SET TASK >> Reproduce the items from the beginning through the line holding "[[0, 340], [605, 341], [605, 199], [582, 180], [3, 181]]", inclusive, with the requests and format samples unchanged and every coordinate in the answer outlines raised by 112. Leave out the pictures.

***** SOURCE RECORDS

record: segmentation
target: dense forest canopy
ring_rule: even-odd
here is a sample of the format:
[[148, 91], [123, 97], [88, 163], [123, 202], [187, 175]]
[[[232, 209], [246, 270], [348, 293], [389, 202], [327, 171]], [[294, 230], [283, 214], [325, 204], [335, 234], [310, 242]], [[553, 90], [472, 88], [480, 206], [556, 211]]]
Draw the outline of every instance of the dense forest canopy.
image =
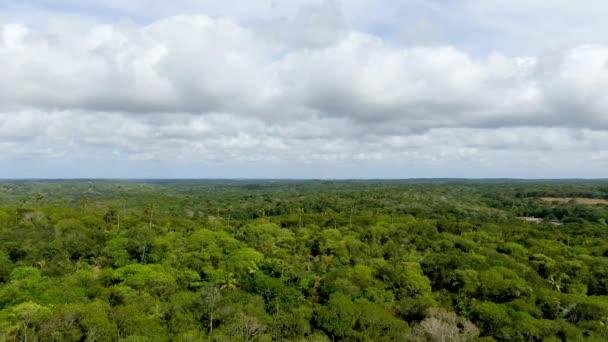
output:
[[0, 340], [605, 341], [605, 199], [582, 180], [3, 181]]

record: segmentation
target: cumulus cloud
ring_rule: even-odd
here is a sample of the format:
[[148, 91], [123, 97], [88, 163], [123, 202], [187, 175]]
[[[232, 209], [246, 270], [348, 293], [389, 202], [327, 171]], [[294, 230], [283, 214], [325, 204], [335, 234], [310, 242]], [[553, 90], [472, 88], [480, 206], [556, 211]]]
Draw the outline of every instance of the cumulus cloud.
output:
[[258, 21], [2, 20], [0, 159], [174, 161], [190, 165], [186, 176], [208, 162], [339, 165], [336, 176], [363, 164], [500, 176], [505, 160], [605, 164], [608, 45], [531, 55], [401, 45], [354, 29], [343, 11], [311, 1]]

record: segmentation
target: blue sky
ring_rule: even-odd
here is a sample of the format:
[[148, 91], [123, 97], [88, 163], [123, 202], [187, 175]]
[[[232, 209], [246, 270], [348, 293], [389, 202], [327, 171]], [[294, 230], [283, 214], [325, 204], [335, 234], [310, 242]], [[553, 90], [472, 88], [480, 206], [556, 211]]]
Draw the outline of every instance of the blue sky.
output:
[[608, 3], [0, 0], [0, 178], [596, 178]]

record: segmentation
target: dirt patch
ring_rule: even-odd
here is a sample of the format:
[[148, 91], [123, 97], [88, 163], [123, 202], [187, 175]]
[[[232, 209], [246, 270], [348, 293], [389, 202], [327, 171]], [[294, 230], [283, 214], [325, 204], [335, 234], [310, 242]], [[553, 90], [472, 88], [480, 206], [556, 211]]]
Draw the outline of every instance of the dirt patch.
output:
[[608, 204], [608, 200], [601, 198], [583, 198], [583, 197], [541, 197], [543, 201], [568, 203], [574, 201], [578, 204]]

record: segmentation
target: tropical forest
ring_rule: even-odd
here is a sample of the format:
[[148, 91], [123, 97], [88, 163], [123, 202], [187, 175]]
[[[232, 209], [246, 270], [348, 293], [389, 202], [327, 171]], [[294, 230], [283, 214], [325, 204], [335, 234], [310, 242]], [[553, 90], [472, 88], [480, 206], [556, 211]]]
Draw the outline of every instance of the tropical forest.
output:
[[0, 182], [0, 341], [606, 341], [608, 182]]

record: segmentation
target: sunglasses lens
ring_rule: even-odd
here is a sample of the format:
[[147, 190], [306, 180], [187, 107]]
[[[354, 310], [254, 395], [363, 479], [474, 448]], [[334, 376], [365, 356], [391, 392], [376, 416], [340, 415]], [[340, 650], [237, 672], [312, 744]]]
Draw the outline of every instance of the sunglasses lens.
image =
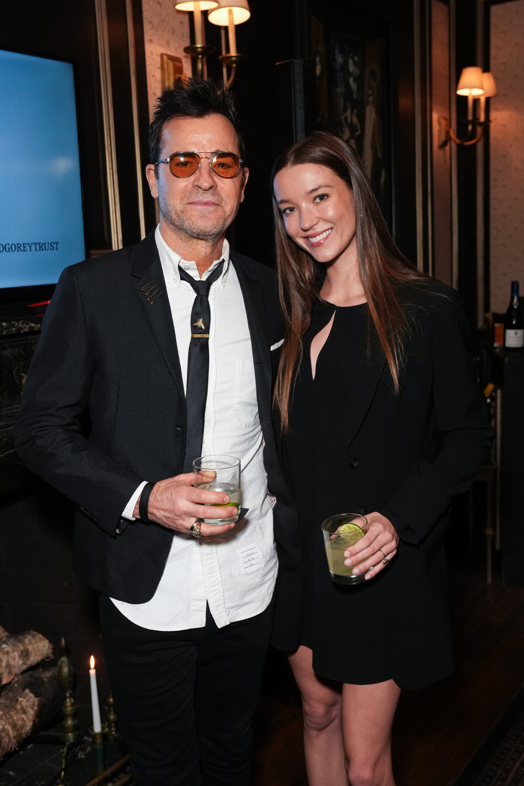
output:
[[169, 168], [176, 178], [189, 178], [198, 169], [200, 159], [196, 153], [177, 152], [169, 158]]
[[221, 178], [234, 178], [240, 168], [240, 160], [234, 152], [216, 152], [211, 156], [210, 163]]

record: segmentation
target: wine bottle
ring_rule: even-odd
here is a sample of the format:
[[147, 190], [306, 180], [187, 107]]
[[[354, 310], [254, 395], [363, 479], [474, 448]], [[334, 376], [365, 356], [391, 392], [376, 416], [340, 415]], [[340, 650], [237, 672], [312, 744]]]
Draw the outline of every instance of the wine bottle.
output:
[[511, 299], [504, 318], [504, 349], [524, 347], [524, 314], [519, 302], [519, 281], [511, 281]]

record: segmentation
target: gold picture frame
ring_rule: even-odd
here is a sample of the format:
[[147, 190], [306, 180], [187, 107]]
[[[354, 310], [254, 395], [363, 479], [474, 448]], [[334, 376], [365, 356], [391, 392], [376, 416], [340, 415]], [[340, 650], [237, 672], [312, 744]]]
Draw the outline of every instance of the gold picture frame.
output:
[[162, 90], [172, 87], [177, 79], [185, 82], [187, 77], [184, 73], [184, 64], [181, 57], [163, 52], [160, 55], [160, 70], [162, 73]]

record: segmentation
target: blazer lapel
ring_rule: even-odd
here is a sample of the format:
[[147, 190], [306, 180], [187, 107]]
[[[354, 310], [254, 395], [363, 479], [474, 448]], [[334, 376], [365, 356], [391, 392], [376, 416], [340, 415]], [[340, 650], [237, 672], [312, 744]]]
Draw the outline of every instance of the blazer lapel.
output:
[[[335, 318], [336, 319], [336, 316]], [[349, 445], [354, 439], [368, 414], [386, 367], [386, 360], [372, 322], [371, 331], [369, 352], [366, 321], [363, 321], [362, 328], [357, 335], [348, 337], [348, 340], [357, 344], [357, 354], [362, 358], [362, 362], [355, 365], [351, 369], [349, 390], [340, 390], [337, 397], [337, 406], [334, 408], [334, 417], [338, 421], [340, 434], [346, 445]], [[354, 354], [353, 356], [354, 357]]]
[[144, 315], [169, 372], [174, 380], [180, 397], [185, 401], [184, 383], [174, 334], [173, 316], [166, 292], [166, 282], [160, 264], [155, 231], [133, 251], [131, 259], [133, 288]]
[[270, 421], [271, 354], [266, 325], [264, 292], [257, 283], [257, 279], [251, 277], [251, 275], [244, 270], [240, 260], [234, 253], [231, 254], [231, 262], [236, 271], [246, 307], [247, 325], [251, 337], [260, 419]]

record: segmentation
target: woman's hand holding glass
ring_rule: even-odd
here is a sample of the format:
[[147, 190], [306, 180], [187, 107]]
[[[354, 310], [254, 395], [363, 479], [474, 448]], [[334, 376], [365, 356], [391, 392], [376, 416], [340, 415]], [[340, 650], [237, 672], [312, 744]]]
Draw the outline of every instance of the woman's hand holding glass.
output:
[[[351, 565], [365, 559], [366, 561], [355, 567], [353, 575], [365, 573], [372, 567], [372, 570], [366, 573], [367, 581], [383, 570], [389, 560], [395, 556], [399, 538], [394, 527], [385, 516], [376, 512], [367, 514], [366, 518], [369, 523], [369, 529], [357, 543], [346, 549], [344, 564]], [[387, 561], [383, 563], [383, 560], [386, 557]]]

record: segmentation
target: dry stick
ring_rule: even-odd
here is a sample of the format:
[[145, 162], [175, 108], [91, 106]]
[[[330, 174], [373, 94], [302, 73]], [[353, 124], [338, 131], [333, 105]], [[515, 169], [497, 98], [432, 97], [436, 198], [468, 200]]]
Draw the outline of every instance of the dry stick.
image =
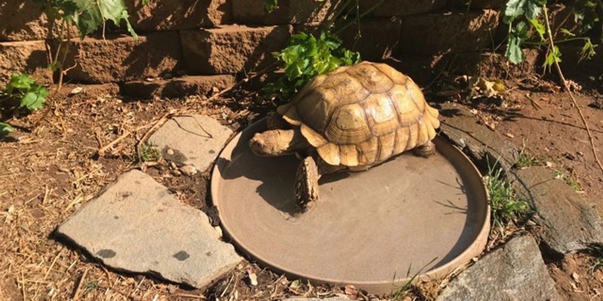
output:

**********

ANSWER FOR THE TASK >>
record: segmentation
target: dense forest canopy
ring_rule: even-odd
here is a sample of the format:
[[148, 91], [123, 97], [88, 163], [123, 202], [187, 175]]
[[[232, 209], [246, 270], [348, 293], [389, 202], [327, 171]], [[294, 230], [283, 214], [325, 204], [335, 234], [310, 242]], [[553, 90], [472, 88], [480, 206], [556, 211]]]
Draw the outline of every instance of the dense forest canopy.
image =
output:
[[112, 452], [717, 453], [717, 311], [694, 292], [115, 293]]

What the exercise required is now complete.